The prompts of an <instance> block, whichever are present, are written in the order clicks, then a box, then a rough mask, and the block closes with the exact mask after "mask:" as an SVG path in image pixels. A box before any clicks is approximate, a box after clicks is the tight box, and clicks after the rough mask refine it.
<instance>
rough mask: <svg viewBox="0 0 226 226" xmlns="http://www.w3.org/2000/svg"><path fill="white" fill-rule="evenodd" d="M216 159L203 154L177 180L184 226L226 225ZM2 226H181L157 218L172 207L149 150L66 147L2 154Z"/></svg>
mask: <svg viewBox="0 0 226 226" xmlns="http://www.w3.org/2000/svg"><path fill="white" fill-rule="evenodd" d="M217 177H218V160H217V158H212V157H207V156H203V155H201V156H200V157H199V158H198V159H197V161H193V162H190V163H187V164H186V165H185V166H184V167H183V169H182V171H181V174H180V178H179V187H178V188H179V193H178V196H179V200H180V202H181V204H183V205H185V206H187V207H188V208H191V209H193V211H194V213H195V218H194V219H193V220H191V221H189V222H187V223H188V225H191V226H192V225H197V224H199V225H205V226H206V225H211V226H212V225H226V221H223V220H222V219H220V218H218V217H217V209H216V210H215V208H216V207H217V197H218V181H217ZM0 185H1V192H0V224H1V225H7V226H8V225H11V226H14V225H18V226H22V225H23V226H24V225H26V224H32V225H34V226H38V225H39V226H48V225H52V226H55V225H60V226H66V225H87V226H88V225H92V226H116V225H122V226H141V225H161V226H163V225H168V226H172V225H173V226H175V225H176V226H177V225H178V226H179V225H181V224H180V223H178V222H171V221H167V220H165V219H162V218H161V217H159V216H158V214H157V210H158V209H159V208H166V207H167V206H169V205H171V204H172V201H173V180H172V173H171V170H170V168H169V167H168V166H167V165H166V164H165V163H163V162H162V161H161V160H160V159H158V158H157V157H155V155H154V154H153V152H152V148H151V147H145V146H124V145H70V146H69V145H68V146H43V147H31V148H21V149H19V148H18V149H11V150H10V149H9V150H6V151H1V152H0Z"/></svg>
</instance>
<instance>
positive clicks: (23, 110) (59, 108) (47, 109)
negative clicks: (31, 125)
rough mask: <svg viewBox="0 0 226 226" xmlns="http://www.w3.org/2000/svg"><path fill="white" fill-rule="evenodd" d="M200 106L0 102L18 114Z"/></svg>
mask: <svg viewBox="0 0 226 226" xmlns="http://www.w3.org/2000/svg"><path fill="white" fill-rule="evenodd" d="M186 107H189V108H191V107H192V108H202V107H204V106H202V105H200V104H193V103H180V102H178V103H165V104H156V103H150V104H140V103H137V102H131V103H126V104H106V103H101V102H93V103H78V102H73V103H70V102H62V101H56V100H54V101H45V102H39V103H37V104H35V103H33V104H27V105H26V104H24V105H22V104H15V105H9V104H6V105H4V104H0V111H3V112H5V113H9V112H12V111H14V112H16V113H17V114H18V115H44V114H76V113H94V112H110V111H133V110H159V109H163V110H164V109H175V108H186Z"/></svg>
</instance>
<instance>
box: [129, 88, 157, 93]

● **Written task**: The entries above must each be repeated exactly.

● **Output for this task**:
The prompts of an <instance> block, whichever are present, are written in the order clicks, then a box, then a rough mask, and the block closes with the exact mask after "mask:" as an SVG path in image pixels. A box before any clicks is approximate, a box after clicks is the tight box, and clicks after the rough mask refine it.
<instance>
rough mask: <svg viewBox="0 0 226 226" xmlns="http://www.w3.org/2000/svg"><path fill="white" fill-rule="evenodd" d="M216 159L203 154L177 180L184 226L226 225ZM2 226H181L157 218L172 207L149 150L66 147L2 154Z"/></svg>
mask: <svg viewBox="0 0 226 226" xmlns="http://www.w3.org/2000/svg"><path fill="white" fill-rule="evenodd" d="M217 177H218V160H217V158H212V157H207V156H203V155H201V156H200V157H199V158H198V159H197V161H193V162H190V163H187V164H186V165H185V166H184V167H183V169H182V171H181V174H180V178H179V187H178V188H179V193H178V196H179V200H180V202H181V204H183V205H185V206H187V207H188V208H191V209H193V211H194V213H195V218H194V219H193V220H191V221H189V222H187V223H188V225H191V226H192V225H197V224H199V225H205V226H206V225H211V226H212V225H226V221H223V220H222V219H220V218H218V217H217V209H216V210H215V208H216V207H217V197H218V181H217ZM0 185H1V192H0V224H1V225H7V226H8V225H11V226H14V225H18V226H22V225H23V226H24V225H26V224H32V225H34V226H38V225H39V226H48V225H52V226H55V225H60V226H66V225H87V226H88V225H92V226H116V225H122V226H141V225H161V226H163V225H168V226H172V225H173V226H175V225H176V226H177V225H178V226H179V225H181V224H180V223H178V222H171V221H167V220H165V219H162V218H161V217H159V216H158V214H157V210H158V209H159V208H166V207H167V206H169V205H171V204H172V201H173V180H172V173H171V170H170V168H169V167H168V166H167V165H166V164H165V163H163V162H162V161H161V160H160V159H158V158H157V157H155V155H154V154H153V152H152V148H151V147H145V146H124V145H70V146H69V145H68V146H43V147H31V148H21V149H19V148H18V149H11V150H10V149H9V150H6V151H1V152H0Z"/></svg>
</instance>
<instance>
positive clicks: (23, 110) (59, 108) (47, 109)
negative clicks: (31, 125)
rough mask: <svg viewBox="0 0 226 226" xmlns="http://www.w3.org/2000/svg"><path fill="white" fill-rule="evenodd" d="M200 106L0 102L18 114Z"/></svg>
mask: <svg viewBox="0 0 226 226" xmlns="http://www.w3.org/2000/svg"><path fill="white" fill-rule="evenodd" d="M186 107H189V108H191V107H192V108H202V107H204V106H202V105H200V104H193V103H180V102H178V103H165V104H156V103H150V104H140V103H137V102H131V103H126V104H106V103H101V102H93V103H78V102H73V103H70V102H62V101H56V100H54V101H45V102H39V103H37V104H35V103H33V104H27V105H26V104H24V105H22V104H15V105H9V104H6V105H4V104H0V111H3V112H5V113H9V112H12V111H14V112H16V113H17V114H18V115H44V114H76V113H94V112H110V111H133V110H159V109H163V110H164V109H175V108H186Z"/></svg>
</instance>
<instance>
box: [129, 88, 157, 93]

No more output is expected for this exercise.